Excerpts of pointing data:
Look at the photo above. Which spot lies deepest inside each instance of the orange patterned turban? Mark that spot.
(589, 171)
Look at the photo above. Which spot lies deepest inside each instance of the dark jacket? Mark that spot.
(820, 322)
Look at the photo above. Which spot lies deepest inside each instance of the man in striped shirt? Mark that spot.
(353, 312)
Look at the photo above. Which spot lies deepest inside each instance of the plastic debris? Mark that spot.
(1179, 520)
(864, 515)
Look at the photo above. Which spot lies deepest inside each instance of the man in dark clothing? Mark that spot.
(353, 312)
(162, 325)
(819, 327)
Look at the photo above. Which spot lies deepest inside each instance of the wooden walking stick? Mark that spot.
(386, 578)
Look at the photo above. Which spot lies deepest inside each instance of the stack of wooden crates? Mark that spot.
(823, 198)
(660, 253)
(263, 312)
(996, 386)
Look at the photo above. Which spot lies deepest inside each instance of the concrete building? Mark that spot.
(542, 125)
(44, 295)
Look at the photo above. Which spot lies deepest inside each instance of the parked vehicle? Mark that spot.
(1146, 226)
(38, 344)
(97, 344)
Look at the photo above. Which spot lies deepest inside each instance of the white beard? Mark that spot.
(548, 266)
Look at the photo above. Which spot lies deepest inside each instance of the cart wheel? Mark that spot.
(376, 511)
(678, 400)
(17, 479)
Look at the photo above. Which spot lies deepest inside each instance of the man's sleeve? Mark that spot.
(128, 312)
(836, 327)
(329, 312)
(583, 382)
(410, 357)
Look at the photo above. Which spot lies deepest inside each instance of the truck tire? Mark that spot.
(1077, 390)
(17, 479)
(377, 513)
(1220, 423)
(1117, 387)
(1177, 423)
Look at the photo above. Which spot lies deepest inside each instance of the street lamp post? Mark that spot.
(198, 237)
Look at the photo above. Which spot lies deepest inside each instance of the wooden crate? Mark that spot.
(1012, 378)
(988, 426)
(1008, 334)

Written task: Please retype every one of the entries above word for word, keeping each line in its original order.

Correct answer:
Look at the photo above. Which spot lies deepest inside each instance of the orange patterned turban? Mark that spot.
(589, 171)
Look at the photo above. Which spot lies deepest inside each instance of the dark jacket? Mark that spot.
(820, 322)
Look at the photo above. Which spot lies deepest inside each instance of the man in striped shirt? Mark that spot.
(353, 312)
Look at the photo above. Which spot lies deepest inside each instance of the plastic debris? Mark that spot.
(1179, 520)
(864, 515)
Look at the photo above. Which spot lies deepest inside each instance of the man in dark clothing? Mark that spot.
(353, 312)
(162, 325)
(819, 327)
Look at the photo above. Which spot lies deepest inside each instance of the wooden walking stick? Mark that spot.
(386, 578)
Look at the photo above. Which spot lies deepest inside each instance of the stack of wooden crates? Mark that spot.
(823, 198)
(660, 253)
(263, 312)
(996, 386)
Look at the photo above. Which spot lies deepest inside each instance of the concrete building? Mark that spot.
(542, 125)
(44, 295)
Look at the photo above. Which spot lies deepest inside each instance of the parked vehicle? Mark that spot.
(1146, 226)
(38, 344)
(97, 344)
Look at the photo above. Which spot lies deepest inside each instance of the white beard? Mark that spot.
(548, 266)
Look at the photo above. Which spot lies deepest inside each instance of the cart wheel? Mark that spot.
(376, 511)
(678, 400)
(17, 479)
Look at the photo above. Which spot lies deepest inside each instance of the man's sleeve? Mark that spot.
(128, 312)
(836, 327)
(329, 312)
(583, 382)
(410, 357)
Look at the photo above. Which spot lies deepest inside each instance of the truck tire? Mark that spot.
(1077, 390)
(17, 479)
(377, 513)
(1220, 423)
(1117, 387)
(1177, 423)
Look at the photo above. Which spot lies deepest inside each instance of the street lamp post? Mark that spot.
(198, 237)
Look at the photo above. Which spot lies deepest inside each instance of the wooden crate? Mark that spot.
(1012, 378)
(988, 426)
(1008, 334)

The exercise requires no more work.